MATERIAL FOR THIS TASK below:

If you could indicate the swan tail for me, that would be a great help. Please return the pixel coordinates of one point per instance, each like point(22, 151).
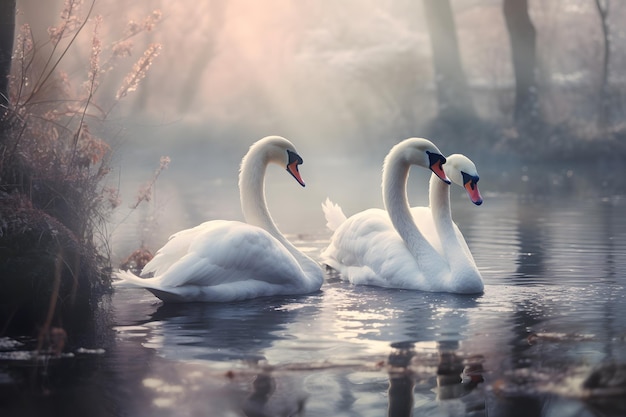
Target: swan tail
point(333, 213)
point(126, 279)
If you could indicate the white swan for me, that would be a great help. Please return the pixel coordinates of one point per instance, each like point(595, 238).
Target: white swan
point(386, 248)
point(220, 261)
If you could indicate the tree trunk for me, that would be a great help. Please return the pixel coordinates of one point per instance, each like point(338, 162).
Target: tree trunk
point(7, 33)
point(604, 108)
point(522, 36)
point(452, 89)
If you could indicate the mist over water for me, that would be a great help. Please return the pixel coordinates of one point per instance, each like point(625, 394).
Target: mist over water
point(343, 81)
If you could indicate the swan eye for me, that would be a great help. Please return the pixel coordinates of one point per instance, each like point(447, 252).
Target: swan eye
point(294, 157)
point(470, 180)
point(435, 162)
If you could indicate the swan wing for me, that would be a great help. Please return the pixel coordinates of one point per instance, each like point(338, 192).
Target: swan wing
point(175, 248)
point(334, 214)
point(366, 250)
point(225, 252)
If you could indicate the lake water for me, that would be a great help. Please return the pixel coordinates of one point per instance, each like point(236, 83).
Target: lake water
point(552, 315)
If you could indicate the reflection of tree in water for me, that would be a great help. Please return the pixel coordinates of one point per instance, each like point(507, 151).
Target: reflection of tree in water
point(530, 225)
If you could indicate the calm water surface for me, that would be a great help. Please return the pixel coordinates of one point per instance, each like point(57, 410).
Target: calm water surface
point(553, 313)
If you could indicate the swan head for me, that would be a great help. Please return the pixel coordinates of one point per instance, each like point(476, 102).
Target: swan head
point(462, 171)
point(421, 152)
point(278, 150)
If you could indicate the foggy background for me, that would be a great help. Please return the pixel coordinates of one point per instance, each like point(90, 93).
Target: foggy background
point(344, 81)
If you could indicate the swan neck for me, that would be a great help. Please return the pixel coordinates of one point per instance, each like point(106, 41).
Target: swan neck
point(395, 178)
point(252, 193)
point(254, 206)
point(439, 197)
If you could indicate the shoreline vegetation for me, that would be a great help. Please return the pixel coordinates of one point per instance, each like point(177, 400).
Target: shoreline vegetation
point(54, 195)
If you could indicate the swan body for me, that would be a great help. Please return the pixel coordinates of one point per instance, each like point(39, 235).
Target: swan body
point(220, 260)
point(386, 248)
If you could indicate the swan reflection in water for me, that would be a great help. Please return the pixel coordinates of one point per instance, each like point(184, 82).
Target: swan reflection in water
point(456, 377)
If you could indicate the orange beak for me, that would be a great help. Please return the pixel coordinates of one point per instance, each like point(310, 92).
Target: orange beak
point(292, 168)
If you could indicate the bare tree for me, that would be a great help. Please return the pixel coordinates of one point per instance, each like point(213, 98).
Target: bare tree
point(604, 108)
point(452, 88)
point(522, 36)
point(7, 31)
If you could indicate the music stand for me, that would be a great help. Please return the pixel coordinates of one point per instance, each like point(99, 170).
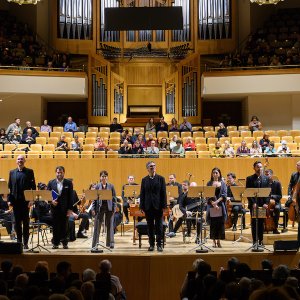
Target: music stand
point(257, 193)
point(104, 195)
point(36, 197)
point(237, 192)
point(201, 192)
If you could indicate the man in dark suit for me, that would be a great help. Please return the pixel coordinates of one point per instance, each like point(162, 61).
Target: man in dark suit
point(21, 179)
point(153, 200)
point(257, 180)
point(276, 195)
point(61, 206)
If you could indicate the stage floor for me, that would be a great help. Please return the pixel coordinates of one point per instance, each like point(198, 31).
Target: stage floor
point(142, 273)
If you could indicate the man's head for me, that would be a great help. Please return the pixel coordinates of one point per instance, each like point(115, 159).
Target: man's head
point(21, 161)
point(130, 179)
point(60, 173)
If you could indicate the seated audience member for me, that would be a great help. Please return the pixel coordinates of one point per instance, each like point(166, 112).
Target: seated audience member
point(152, 151)
point(222, 131)
point(255, 150)
point(115, 126)
point(173, 141)
point(162, 125)
point(270, 150)
point(12, 127)
point(283, 150)
point(62, 144)
point(33, 130)
point(178, 150)
point(125, 149)
point(228, 150)
point(255, 124)
point(264, 142)
point(137, 149)
point(28, 137)
point(70, 125)
point(76, 145)
point(100, 145)
point(3, 137)
point(185, 125)
point(189, 145)
point(217, 150)
point(45, 127)
point(174, 125)
point(150, 126)
point(150, 139)
point(15, 138)
point(164, 145)
point(105, 275)
point(243, 149)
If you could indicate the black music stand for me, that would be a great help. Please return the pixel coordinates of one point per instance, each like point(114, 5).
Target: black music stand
point(104, 195)
point(36, 197)
point(257, 193)
point(237, 192)
point(201, 192)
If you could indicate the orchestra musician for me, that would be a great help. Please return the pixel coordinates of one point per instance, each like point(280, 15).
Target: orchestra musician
point(153, 200)
point(216, 210)
point(107, 208)
point(276, 195)
point(257, 180)
point(127, 201)
point(236, 209)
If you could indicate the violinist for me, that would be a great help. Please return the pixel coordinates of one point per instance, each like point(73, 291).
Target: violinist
point(276, 195)
point(236, 208)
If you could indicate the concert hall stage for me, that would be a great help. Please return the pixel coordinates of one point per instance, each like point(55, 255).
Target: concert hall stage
point(156, 275)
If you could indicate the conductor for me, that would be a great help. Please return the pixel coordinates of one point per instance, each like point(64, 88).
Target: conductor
point(153, 200)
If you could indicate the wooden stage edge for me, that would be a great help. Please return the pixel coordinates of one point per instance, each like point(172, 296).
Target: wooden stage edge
point(154, 275)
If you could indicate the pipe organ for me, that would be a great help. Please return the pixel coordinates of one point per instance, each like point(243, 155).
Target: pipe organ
point(75, 19)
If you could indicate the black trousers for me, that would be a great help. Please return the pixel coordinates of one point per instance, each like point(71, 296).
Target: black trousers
point(60, 228)
point(21, 214)
point(155, 226)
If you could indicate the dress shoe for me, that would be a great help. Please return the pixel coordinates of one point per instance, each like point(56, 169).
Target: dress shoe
point(160, 249)
point(80, 235)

End of MATERIAL FOR THIS TASK.

Render all entries verbatim, excluding any pictures they hold.

If you could indicate the swan tail for me, that would be a great help. Please return the pixel coordinates of one point per instance, each like point(22, 151).
Target: swan tail
point(333, 213)
point(126, 279)
If you could indicate the white swan for me, that would be a great help. Please return the pixel coordinates of one point per instance, each like point(595, 238).
Target: white swan
point(386, 248)
point(220, 261)
If you could indicate the tree trunk for me, that would be a great help. Please return the pixel coordinates of one point per instance, each like point(338, 162).
Target: tree trunk
point(7, 33)
point(604, 108)
point(522, 36)
point(452, 89)
If you could indicate the mist over water for me, that would be a great help. Please return the pixel coordinates of one point per instance, each like point(625, 394).
Target: mist over water
point(343, 81)
If you could indicate the swan eye for me, that would be a great help. Please return the pixel coordinates of one point per instance, each like point(447, 252).
Target: swan eye
point(294, 157)
point(470, 180)
point(435, 162)
If you could indicate the swan wing for me, that would be a great help. Please return the pixel coordinates of one point per instance, each like point(338, 192).
Target: swan wing
point(175, 248)
point(334, 214)
point(366, 250)
point(225, 252)
If you could indicate the lake water for me, that would be a great help. Please return the pixel coordinates of one point per instance, each like point(236, 83).
Target: lake water
point(552, 315)
If you could indicate the reflection of tree in water for me, that would be a great help. Please return the pixel coordinates of one point per instance, each like point(507, 151).
Target: reflection of tree in water
point(530, 225)
If you could indicate the calm water surface for me, that would be a great help. Please return the pixel coordinates of one point per instance, each like point(57, 410).
Target: calm water surface
point(553, 313)
If you could indicate the swan head for me, that would be a great help. Please return the pixel coordinates of one point per instance, each like point(476, 102).
Target: swan head
point(462, 171)
point(421, 152)
point(278, 150)
If you could indicate the foggy background for me, that would be a great help. Please return the pixel coordinates of one point per instance, each like point(90, 93).
Target: foggy background
point(344, 81)
If you could indicate the swan neck for me, that would be a great help. Please return the pixel coordinates of one point per instance, each like point(106, 41).
Target: swan neck
point(395, 178)
point(252, 193)
point(254, 206)
point(439, 197)
If you could indicate the shoreline vegetation for me, that would be a great help. Please return the pixel coordinates of one point per instance, each like point(177, 400).
Target: shoreline vegetation
point(54, 195)
If you could indicate the swan body for me, that would be a great help. Please return the pixel coordinates of one point per instance, each like point(39, 235).
Target: swan body
point(220, 260)
point(386, 248)
If you could indicate the swan reflection in water for me, that would be a great help. Please return the pixel coordinates of one point per instance, each like point(184, 82).
Target: swan reflection in water
point(456, 377)
If you could indicate the orange beak for me, that would be a great help. Please return the pixel coordinates of one point per instance, each like point(310, 92).
Target: orange beak
point(292, 168)
If you could indicate the bare tree for me, that would be a great help. Please return the pixel coordinates of one point per instance, each like point(213, 98).
Target: bare tree
point(604, 108)
point(452, 88)
point(522, 36)
point(7, 31)
If you could indicate the music stand for me, that would be a great help. Please return the pixel coordinates of one point per instance, each like point(99, 170).
Target: music stand
point(257, 193)
point(104, 195)
point(36, 197)
point(237, 192)
point(201, 192)
If you could indicate the man in dark suit for me, that would be a great help. Please return the pixel coordinates of one point per instance, each like point(162, 61).
Target: man in dark suit
point(21, 179)
point(153, 200)
point(257, 180)
point(276, 195)
point(61, 206)
If you could indicate the stage floor for me, that would be a great help. Please return the pixel coordinates of one point per instance, each like point(198, 31).
Target: stage floor
point(142, 273)
If you could indicate the man's head for me, that would be a great help. Please return the pixel coordinates of one point per instance, each like point(115, 159).
Target: man's head
point(21, 161)
point(130, 179)
point(60, 173)
If you could indicate the seated audience member for me, that would be a great help. Please return the pixel coordinates of one point per instance, each like point(166, 112).
Target: seated audience member
point(152, 151)
point(222, 131)
point(255, 150)
point(115, 126)
point(173, 141)
point(162, 125)
point(270, 150)
point(12, 127)
point(283, 150)
point(62, 144)
point(33, 130)
point(178, 150)
point(125, 149)
point(228, 150)
point(255, 124)
point(264, 142)
point(137, 149)
point(28, 137)
point(70, 125)
point(76, 145)
point(100, 145)
point(3, 137)
point(185, 125)
point(189, 145)
point(217, 150)
point(45, 127)
point(174, 125)
point(150, 126)
point(150, 139)
point(15, 138)
point(164, 145)
point(105, 275)
point(243, 149)
If you could indicate the black music stand for me, that would be a great help. Please return the pixel coordinates of one point per instance, each like point(114, 5).
Target: black music stand
point(104, 195)
point(36, 197)
point(257, 193)
point(237, 192)
point(201, 192)
If you could indicate the orchestra musician for me, that would be a great help. Please return the pixel coordinates of one point per instance, each like point(280, 15).
Target: orchestra musician
point(153, 200)
point(216, 210)
point(107, 208)
point(276, 195)
point(257, 180)
point(127, 201)
point(236, 209)
If you could indicate the violinist for me, that would be a great help. Please return the pixel coordinates of one point per instance, each like point(73, 291).
Target: violinist
point(276, 195)
point(236, 208)
If you could indicate the concert hall stage for me, that would be a great help. Please return the pixel coordinates of one point per instance, each like point(55, 255).
Target: concert hall stage
point(156, 275)
If you could indicate the conductor for me, that would be a great help. Please return the pixel coordinates of one point per instance, each like point(64, 88).
Target: conductor
point(153, 200)
If you could indicate the wooden stage edge for me, that would be a great help. Please return the pixel coordinates of one point per instance, each like point(172, 296).
Target: wooden stage edge
point(154, 275)
If you could indicate the pipe organ for me, that would be a great help. Please return the pixel coordinates of one point per instance, each like point(243, 155).
Target: pipe organ
point(75, 19)
If you could indicate the black trousers for me, that would be a great help. Please return the pixel coordinates of one point per instance, each like point(71, 296).
Target: black trousers
point(60, 228)
point(21, 214)
point(155, 226)
If you could indicate the dress shoe for me, that would be a great help. Please return the pixel coordinates of one point per instance, each like point(56, 169).
Target: dress shoe
point(160, 249)
point(80, 235)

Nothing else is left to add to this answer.